人はどんな人もわかってほしいですよね。どんなことがわかってほしいか、
感情や考え、これは自由だからわかってほしいと、みんなそう思っています。
ある意味、人間は認知の脳が優れているので、この「わかってほしい」という人間の生き方が、本能にもつながっているように思います。この認知の脳が自分の正統性を主張したい。
そのことによって、自分の存在意義みたいなものが出てそれを謳歌して生きたいという。
「わかってほしい」というのも、本来は認知のなせる技かもしれません。
私たちの隣にいらっしゃる方は、「認知でできている」と言っても過言ではないわけです。
その認知でできている人に囲まれ、認知でできている社会に対して、このライフスキルという脳の使い方を使って、少しでもフローな方向に導く。フローな方向に傾かせる、
「フローな方向に影響する生き方をしていきませんか」というご提案です。
■ 時間の幅を持って人と接する
今日は「見通す」ということについて、お話をしていきましょう。
どんな人も見通してほしい。見通してくれるとフローになる。

# # # # # # #

指示 1: 読む文章では、私たちの隣にいる方は何でできていると言っても過言ではないとされていますか。
指示 2: 「わかってほしい」と「見通す」についての読む文章を、最後の文の後から書き進めてください。
この後に続く行は、読む文章とは関係ありません。

データ部分:
# # # # # # #

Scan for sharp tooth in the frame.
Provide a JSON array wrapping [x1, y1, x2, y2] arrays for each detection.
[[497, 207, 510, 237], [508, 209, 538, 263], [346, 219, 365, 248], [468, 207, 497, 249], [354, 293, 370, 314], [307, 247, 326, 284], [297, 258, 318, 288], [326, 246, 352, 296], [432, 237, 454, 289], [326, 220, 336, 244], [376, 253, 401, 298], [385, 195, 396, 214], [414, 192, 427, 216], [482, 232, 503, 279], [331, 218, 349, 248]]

# # # # # # #

解答 1: 認知でできている、とされています。

解答 2:
すなわち、コーチ力の2番目は、「見通してあげる」と考える。
「見通してあげる」姿勢で生きるということになります。
見通す。あまり聞き慣れない言葉ですが、私はこのように考えています。
人間はその瞬間だけで見られて判断されて、評価されるのはとても嫌いです。
どういうことかというと、何かやろうと している時に、「お前、まだやってないのか」と言われると、「やろうと思っていたのに」と余計にやる気がなくなる。
今の会話は、まさに「見通してほしい」のに、見通してもらえなかった感じです。見通すというのはどういうことかというと、その瞬間だけ見られることよりも、時間の幅を持って見てほしい。裏を返せば、時間の幅を持って見てあげるということになるでしょう。
どうして人は見通してほしいのかというと、やはり認知で生きているからで、認知の脳は過去と未来、これがとてつもなく大得意なわけですね。
今こう起こっているんだけど、認知の脳が我々は優れている。
どうしても過去というものを引っさげて生きているから、過去も見てほしいとなっているでしょうし、認知の脳が未来にも脳を向けるので、先のことも見てほしいというふうになっているのではないかと思っています。
我々が「見通してほしい」「過去や未来も配慮して判断してほしい」というのは、やはり認知の脳が作用しての人間の普遍の共通の老若男女すべての人の訴えだと思います。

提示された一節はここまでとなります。